# Mexipedium xerophyticum Flasking....



## John Boy (May 13, 2013)

Haaa! You’re wrong!!!​
This *isn’t you’re usual* post, where someone is trying to source flask of a certain, well known little creature from Mexico, where she’s extinct by now. This time I can report: I’ve done it. 

*In case you wonder what’s going on by now, puzzled by all these pictures, which noone did expect… let me talk you through the back-story.*

When I started breeding orchids with a purpose, and had sort of an idea about the subject, I was 12 or 13 years old. I’m 40 these days, and Mexipedium xerophyticum was on my radar, ever since I remember. I can remember the first stories of a “tiny Sipper Orchid” having been fond in a remote part of Mexico, I remember the years in-between not owning a plant, and I do recall when finally I got my first piece from Popow Orchids, back in the day when we were all young and hopeful.

Stated problem A
Transcribe everything in the Mexipedium flasking post from "# Mexipedium xerophyticum" down to "I’ve done it.".
Stated problem B
In the Mexipedium flasking post, where did the poster get their first piece of Mexipedium xerophyticum?

Stored rows

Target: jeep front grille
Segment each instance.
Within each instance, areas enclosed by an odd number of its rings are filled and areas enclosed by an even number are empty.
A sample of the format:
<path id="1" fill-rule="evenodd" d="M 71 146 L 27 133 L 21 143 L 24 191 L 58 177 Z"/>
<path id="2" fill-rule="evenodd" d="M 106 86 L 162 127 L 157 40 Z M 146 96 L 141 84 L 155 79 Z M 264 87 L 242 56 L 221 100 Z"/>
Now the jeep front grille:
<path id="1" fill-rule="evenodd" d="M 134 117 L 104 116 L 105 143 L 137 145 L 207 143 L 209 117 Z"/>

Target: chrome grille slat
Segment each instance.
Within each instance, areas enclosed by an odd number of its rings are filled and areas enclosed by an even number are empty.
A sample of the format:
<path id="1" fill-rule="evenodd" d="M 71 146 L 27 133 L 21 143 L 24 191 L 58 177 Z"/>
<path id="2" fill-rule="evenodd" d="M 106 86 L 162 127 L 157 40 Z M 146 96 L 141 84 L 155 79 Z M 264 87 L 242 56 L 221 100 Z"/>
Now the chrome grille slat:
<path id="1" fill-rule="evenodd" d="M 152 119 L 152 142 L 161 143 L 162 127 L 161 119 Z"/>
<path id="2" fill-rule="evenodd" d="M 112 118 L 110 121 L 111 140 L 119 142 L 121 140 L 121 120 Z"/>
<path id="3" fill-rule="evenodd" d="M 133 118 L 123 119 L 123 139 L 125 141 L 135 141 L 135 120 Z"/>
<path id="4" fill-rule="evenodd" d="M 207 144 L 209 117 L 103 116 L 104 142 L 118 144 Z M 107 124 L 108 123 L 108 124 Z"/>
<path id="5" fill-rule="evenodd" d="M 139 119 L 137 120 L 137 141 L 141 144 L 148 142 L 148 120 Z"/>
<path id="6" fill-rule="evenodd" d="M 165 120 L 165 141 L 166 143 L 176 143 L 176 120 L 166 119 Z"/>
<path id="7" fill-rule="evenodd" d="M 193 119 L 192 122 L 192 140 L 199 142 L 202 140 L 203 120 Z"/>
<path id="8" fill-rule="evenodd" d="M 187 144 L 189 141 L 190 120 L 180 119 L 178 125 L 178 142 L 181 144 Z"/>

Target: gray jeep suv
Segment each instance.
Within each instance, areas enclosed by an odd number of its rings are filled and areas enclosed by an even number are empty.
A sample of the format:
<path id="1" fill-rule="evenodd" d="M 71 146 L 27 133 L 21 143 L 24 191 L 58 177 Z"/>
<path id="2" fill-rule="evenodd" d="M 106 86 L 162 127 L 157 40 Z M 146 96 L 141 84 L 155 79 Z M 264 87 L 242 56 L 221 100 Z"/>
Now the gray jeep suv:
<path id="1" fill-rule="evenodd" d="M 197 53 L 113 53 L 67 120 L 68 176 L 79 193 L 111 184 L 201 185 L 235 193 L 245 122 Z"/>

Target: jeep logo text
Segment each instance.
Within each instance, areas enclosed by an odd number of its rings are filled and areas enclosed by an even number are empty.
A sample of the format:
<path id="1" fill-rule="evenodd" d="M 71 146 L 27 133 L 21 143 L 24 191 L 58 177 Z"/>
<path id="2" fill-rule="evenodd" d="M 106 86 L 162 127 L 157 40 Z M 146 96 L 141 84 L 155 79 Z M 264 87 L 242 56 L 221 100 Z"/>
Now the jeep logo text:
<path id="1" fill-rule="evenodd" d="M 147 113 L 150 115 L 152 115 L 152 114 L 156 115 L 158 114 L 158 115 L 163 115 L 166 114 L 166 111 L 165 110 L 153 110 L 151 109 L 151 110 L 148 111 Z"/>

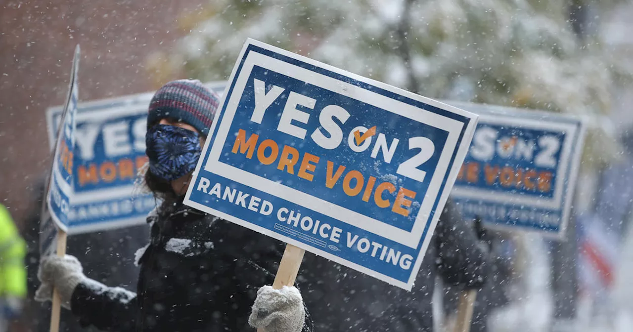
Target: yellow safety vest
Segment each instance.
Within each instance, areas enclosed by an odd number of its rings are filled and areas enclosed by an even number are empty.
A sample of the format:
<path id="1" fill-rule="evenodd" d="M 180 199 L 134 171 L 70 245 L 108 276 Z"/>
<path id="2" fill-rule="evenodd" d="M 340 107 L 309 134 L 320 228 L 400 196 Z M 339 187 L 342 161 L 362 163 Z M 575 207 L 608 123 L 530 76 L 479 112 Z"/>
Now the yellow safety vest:
<path id="1" fill-rule="evenodd" d="M 27 296 L 27 245 L 11 214 L 0 204 L 0 297 Z"/>

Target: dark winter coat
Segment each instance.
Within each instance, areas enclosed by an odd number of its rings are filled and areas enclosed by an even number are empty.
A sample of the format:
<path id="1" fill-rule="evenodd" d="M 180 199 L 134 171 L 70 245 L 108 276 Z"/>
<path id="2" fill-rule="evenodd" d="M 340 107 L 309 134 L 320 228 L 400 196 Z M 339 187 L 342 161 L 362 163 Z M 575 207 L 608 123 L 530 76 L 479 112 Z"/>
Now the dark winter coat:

Correct response A
# Mexipedium xerophyticum Flasking....



## John Boy (May 13, 2013)

Haaa! You’re wrong!!!​
This *isn’t you’re usual* post, where someone is trying to source flask of a certain, well known little creature from Mexico, where she’s extinct by now. This time I can report: I’ve done it.

Correct response B
From Popow Orchids.